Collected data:
┄┄┄┄┄┄
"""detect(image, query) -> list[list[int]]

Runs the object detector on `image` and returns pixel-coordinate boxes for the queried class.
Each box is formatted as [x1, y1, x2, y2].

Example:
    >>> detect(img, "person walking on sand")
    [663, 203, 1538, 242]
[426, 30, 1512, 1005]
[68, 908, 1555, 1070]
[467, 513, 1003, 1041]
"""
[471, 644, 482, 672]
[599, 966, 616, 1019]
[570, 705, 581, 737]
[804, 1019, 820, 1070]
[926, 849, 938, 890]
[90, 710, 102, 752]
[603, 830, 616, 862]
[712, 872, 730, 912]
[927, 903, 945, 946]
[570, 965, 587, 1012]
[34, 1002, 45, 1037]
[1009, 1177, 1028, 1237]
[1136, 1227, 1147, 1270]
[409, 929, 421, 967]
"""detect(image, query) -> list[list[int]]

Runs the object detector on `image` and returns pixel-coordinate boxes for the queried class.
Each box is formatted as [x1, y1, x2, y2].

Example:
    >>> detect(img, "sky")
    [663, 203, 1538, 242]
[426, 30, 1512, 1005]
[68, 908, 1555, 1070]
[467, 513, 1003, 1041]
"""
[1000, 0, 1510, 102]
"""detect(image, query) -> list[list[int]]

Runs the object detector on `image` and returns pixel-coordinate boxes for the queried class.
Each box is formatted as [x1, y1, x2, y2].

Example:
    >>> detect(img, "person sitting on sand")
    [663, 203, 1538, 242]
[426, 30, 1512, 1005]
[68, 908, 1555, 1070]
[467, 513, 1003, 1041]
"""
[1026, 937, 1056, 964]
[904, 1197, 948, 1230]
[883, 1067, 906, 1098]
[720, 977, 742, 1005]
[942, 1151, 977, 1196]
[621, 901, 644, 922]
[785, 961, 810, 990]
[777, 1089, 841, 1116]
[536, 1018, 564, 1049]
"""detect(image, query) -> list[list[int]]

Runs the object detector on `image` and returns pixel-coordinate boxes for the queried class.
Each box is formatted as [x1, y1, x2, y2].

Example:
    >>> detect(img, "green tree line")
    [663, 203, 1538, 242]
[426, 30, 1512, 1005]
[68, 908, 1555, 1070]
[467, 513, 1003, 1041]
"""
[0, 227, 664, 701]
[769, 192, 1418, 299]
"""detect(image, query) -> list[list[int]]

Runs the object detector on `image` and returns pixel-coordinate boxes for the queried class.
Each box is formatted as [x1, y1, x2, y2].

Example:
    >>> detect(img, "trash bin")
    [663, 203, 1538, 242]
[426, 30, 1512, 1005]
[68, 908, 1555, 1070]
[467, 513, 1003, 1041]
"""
┄┄┄┄┄┄
REQUIRED ACTION: Please give back the entries above, unchanged and complete.

REPLY TO THE TASK:
"""detect(image, query) -> list[list[int]]

Runs the object detector on `image` and returns pixel-coordinate boxes for the queried class.
Each box is formatted as [x1, y1, x2, y2].

Example:
    >>> detect(img, "person walking on sand")
    [663, 203, 1538, 242]
[426, 30, 1512, 1005]
[68, 908, 1555, 1070]
[467, 513, 1003, 1041]
"""
[471, 644, 482, 672]
[599, 966, 616, 1019]
[570, 705, 581, 737]
[804, 1019, 820, 1070]
[926, 849, 938, 890]
[90, 710, 102, 752]
[603, 830, 616, 862]
[712, 872, 730, 912]
[927, 903, 945, 946]
[570, 965, 587, 1012]
[34, 1002, 45, 1037]
[1009, 1177, 1028, 1237]
[1136, 1227, 1147, 1270]
[409, 929, 421, 967]
"""detect(image, query) -> list[list[int]]

Runs the object detector on `image` and returns pixel-coordinate boxes for the queried class.
Each box is formatted as [x1, y1, x2, y2].

Example:
    >>> detect(img, "sky")
    [663, 203, 1538, 242]
[426, 30, 1512, 1005]
[68, 908, 1555, 1070]
[467, 513, 1003, 1041]
"""
[1000, 0, 1510, 102]
"""detect(image, query) -> list[list[int]]

Runs the object detector on `image` and returns pixel-coordinate boxes for the queried class.
Each box is formatted as [x1, y1, x2, y2].

Example:
    >>> detect(img, "person sitting on sand")
    [663, 203, 1538, 242]
[426, 30, 1512, 1005]
[68, 908, 1555, 1070]
[467, 513, 1003, 1041]
"""
[1026, 937, 1056, 964]
[904, 1197, 948, 1230]
[883, 1067, 906, 1098]
[720, 977, 742, 1005]
[942, 1151, 977, 1196]
[621, 901, 644, 922]
[785, 961, 810, 990]
[777, 1089, 841, 1116]
[536, 1018, 564, 1049]
"""detect(image, query) -> list[list[int]]

Runs the object detector on `image` and returns pixel-coordinate boxes for the queried class.
Each box is formatted as [x1, y1, x2, y2].

Example:
    >>> detect(img, "green tree line")
    [663, 203, 1538, 242]
[426, 30, 1512, 1005]
[68, 908, 1555, 1070]
[467, 513, 1003, 1041]
"""
[0, 227, 664, 701]
[769, 192, 1418, 299]
"""detect(image, query) -> list[list[int]]

Runs the object detector on `image` and returns pixel-coordinate boxes for the queried class.
Each box is formatted as [x1, y1, x2, y2].

Example:
    >>> detect(img, "trash bin")
    [663, 203, 1538, 242]
[426, 30, 1512, 1005]
[68, 908, 1555, 1070]
[467, 513, 1003, 1041]
"""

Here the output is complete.